Task statement =
Change every "plastic storage container" in the material below to "plastic bin", and write out all its lines again with nothing else altered. Leave the pictures out of your answer.

Extracted entries =

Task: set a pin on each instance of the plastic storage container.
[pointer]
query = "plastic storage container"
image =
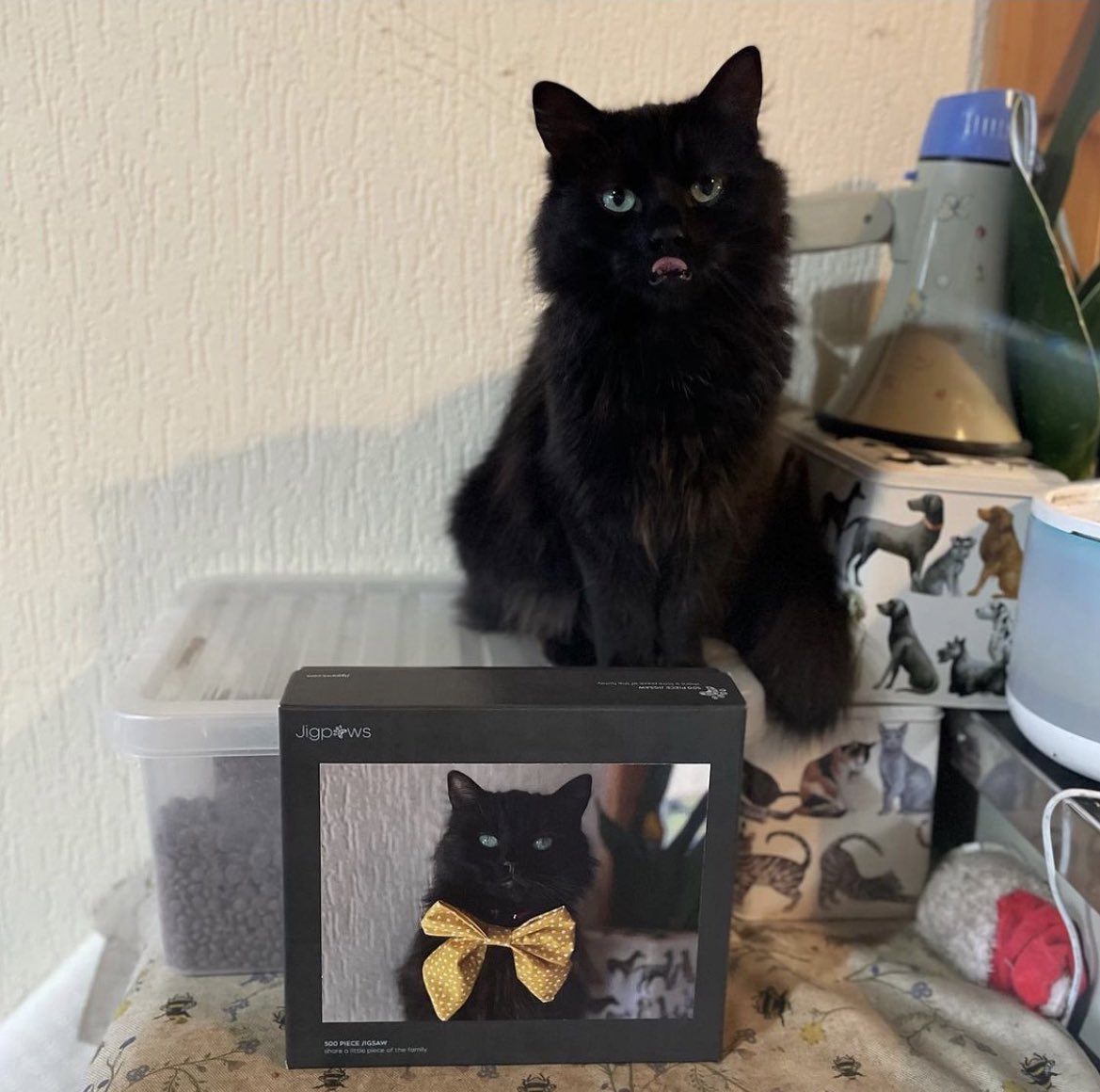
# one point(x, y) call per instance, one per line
point(199, 709)
point(999, 785)
point(1054, 688)
point(929, 547)
point(850, 816)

Result of the task =
Task: set a pin on each instance of the plastic bin.
[pointer]
query = "plastic bin"
image =
# one point(x, y) call per instance, one per line
point(199, 709)
point(999, 785)
point(1054, 688)
point(929, 547)
point(850, 816)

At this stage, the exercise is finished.